**What to work on**
Copy all of the records below word for word, leaving out the pictures.
# start of Dataset entries
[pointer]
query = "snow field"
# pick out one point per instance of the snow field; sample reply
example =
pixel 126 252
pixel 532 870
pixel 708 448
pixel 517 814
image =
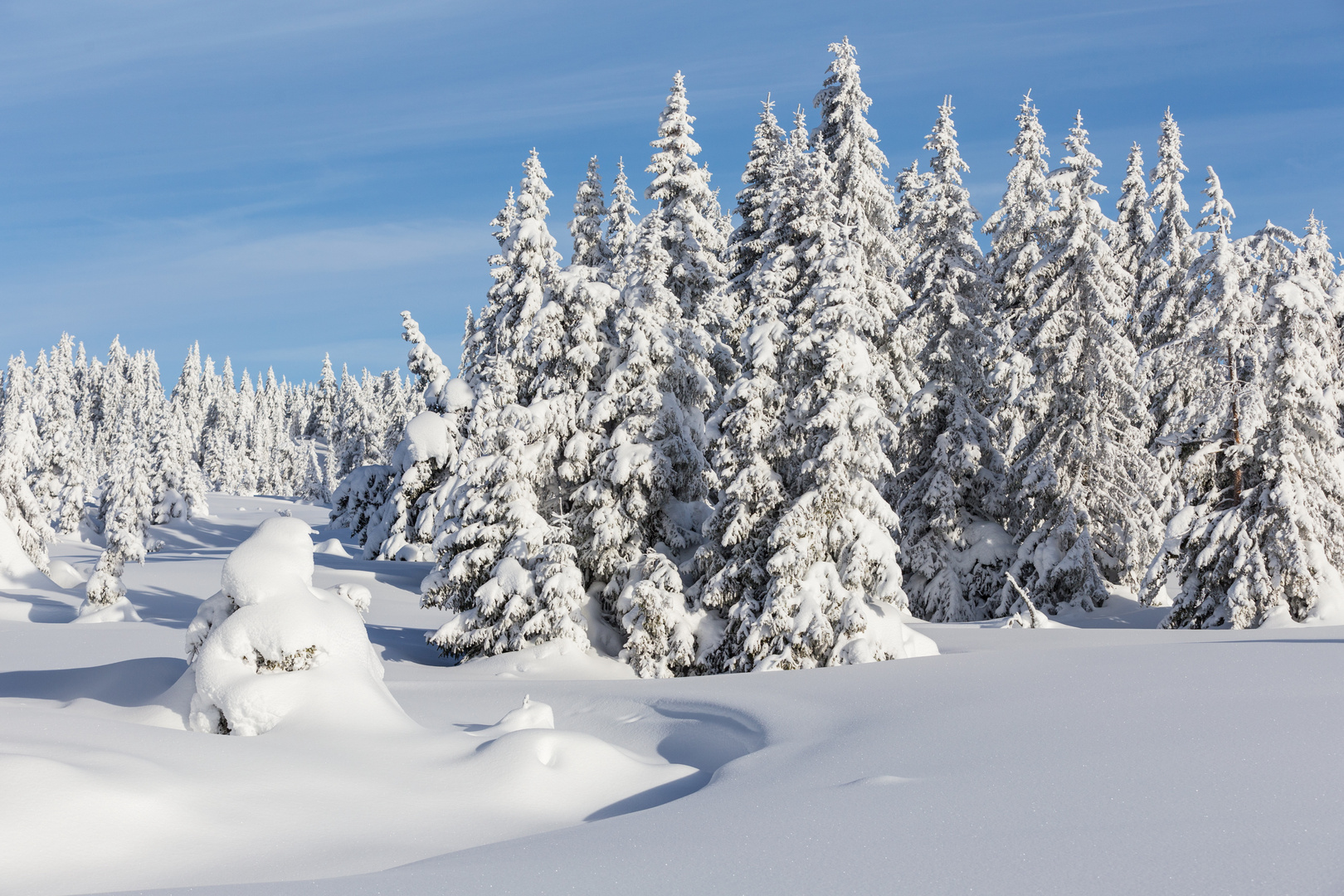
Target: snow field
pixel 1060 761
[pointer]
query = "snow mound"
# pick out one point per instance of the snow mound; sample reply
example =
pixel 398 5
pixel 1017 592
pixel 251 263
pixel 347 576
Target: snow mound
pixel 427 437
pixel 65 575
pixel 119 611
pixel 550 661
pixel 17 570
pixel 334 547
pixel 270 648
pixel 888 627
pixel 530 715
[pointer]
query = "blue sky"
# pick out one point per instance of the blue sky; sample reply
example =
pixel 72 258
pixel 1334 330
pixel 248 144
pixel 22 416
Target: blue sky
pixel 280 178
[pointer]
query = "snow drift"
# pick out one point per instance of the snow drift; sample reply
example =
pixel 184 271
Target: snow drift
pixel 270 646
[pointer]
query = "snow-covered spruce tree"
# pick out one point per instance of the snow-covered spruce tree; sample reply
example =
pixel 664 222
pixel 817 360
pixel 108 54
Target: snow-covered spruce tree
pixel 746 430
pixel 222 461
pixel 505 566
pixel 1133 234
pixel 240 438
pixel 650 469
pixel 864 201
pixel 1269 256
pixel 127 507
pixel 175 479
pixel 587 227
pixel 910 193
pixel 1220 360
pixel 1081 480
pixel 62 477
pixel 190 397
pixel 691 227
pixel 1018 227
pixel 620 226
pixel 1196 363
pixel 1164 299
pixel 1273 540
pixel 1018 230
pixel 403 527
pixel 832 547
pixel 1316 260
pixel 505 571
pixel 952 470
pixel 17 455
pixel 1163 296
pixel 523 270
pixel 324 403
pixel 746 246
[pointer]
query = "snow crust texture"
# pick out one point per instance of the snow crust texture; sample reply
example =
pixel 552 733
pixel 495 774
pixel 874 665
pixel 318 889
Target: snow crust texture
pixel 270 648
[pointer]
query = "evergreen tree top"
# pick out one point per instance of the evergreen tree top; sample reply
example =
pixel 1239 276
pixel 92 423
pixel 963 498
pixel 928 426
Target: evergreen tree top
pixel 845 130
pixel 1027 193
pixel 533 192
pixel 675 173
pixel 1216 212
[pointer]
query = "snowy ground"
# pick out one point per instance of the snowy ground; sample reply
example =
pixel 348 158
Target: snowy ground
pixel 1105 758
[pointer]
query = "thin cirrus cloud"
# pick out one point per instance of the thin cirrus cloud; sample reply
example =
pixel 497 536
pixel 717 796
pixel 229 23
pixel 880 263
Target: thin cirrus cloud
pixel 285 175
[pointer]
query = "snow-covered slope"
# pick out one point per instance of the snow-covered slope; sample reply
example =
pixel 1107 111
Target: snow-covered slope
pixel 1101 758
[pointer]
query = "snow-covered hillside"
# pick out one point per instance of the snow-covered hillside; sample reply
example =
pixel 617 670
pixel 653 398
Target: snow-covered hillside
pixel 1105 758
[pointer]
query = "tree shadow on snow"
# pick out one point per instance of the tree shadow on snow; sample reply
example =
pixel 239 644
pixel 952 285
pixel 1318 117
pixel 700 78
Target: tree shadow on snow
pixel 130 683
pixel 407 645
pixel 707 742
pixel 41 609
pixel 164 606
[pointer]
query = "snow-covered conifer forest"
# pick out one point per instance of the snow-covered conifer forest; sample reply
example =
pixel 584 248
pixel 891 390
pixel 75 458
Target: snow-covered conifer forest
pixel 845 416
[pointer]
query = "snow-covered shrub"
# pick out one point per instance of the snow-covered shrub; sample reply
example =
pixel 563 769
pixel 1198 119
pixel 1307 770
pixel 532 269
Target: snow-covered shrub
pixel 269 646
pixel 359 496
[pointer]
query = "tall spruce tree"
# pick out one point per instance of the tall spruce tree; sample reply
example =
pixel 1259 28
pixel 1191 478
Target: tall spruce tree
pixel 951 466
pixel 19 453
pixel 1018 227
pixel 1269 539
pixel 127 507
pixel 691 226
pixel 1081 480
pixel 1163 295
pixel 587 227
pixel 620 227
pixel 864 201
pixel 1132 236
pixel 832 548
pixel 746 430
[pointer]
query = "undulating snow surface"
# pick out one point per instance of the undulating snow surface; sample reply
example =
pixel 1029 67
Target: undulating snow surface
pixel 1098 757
# end of Dataset entries
**Exercise solution**
[pointer]
query = "snow field"
# pick out one point per instance of the snow field; sample reply
example =
pixel 126 252
pixel 532 870
pixel 708 448
pixel 517 814
image =
Target: snow field
pixel 1060 761
[pointer]
query = "snow mound"
# pick out one point per instance of the snow mound; sample reply
example =
pixel 398 5
pixel 1017 592
pixel 251 263
pixel 347 576
Target: snow mound
pixel 427 437
pixel 65 575
pixel 119 611
pixel 550 661
pixel 17 570
pixel 334 547
pixel 270 648
pixel 888 627
pixel 530 715
[pointer]
query = "blue sky"
# pick out one point per instance of the blue sky; sample reply
example =
pixel 72 258
pixel 1334 330
pixel 248 144
pixel 22 416
Target: blue sky
pixel 280 178
[pointer]
query = "snow drift"
# pick out one point per instance of the snow drift; sample reply
example =
pixel 184 271
Target: snow drift
pixel 270 646
[pointer]
query = "snow-covered spruce tree"
# pick out one point per instance of the snow-covered spruce tree; sample reply
example =
pixel 664 222
pixel 817 360
pixel 108 54
Target: snow-covered spruce tree
pixel 746 430
pixel 222 461
pixel 505 566
pixel 1133 234
pixel 240 438
pixel 650 469
pixel 864 201
pixel 1269 256
pixel 127 507
pixel 175 479
pixel 587 227
pixel 910 193
pixel 1220 360
pixel 1081 480
pixel 62 477
pixel 190 397
pixel 691 227
pixel 1018 227
pixel 620 226
pixel 1196 363
pixel 1164 299
pixel 1273 540
pixel 1018 230
pixel 403 527
pixel 832 547
pixel 1316 260
pixel 505 571
pixel 952 470
pixel 17 455
pixel 1163 296
pixel 523 270
pixel 324 403
pixel 746 246
[pointer]
query = "snow crust texture"
# pick out one point per instance of the snow crust texture; sample reply
example =
pixel 552 733
pixel 495 774
pixel 874 665
pixel 318 889
Target: snow crust texture
pixel 270 648
[pointer]
query = "evergreen tree top"
# pick out one point per instance of the evergreen tree top; sample reply
example =
pixel 1239 276
pixel 92 423
pixel 963 498
pixel 928 426
Target: evergreen tree top
pixel 845 130
pixel 1027 193
pixel 533 192
pixel 675 173
pixel 1216 212
[pointer]
query = "snowy ground"
# pick out one point per instance of the snowy ground; sample reply
example =
pixel 348 158
Target: snowy ground
pixel 1105 758
[pointer]
query = "thin cirrus cloud"
# pick out one point per instance of the thin cirrus cloud; sample reply
example =
pixel 497 536
pixel 717 796
pixel 229 23
pixel 880 263
Target: thin cirrus cloud
pixel 285 175
[pointer]
query = "snow-covered slope"
# pick out one point per instance of the snow-covered slope; sample reply
example =
pixel 1107 111
Target: snow-covered slope
pixel 1101 758
[pointer]
query = "snow-covered hillside"
# pick out one point per instance of the snow-covered hillside; sample reply
example =
pixel 617 670
pixel 653 398
Target: snow-covered hillside
pixel 1105 758
[pointer]
query = "tree shadow on snow"
# pick out one point per instance of the tree shadow on snow; sample reply
example =
pixel 239 644
pixel 952 285
pixel 1318 117
pixel 700 78
Target: tree shadow on snow
pixel 130 683
pixel 407 645
pixel 707 742
pixel 41 609
pixel 164 606
[pointer]
query = "snow-covered conifer forest"
# pick out one point per instance of the snow-covered conifer forest; sample reply
example =
pixel 584 248
pixel 891 390
pixel 75 458
Target: snow-covered conifer forest
pixel 845 416
[pointer]
query = "snow-covered shrub"
# pick out one point per instance of the snow-covered shrub; sample reply
example =
pixel 563 769
pixel 1198 119
pixel 1307 770
pixel 532 269
Target: snow-covered shrub
pixel 269 646
pixel 359 496
[pointer]
query = "tall spruce tree"
# pick out one point per instance of the tall spruce tree; sample reply
example =
pixel 1259 28
pixel 1191 478
Target: tall spruce tree
pixel 951 466
pixel 19 453
pixel 1018 227
pixel 1269 539
pixel 127 507
pixel 691 226
pixel 1081 480
pixel 1163 295
pixel 587 227
pixel 620 227
pixel 864 201
pixel 1132 236
pixel 832 548
pixel 746 430
[pointer]
query = "undulating snow surface"
# pick out one point per instance of the undulating snow surface; sample reply
example =
pixel 1029 67
Target: undulating snow surface
pixel 1098 757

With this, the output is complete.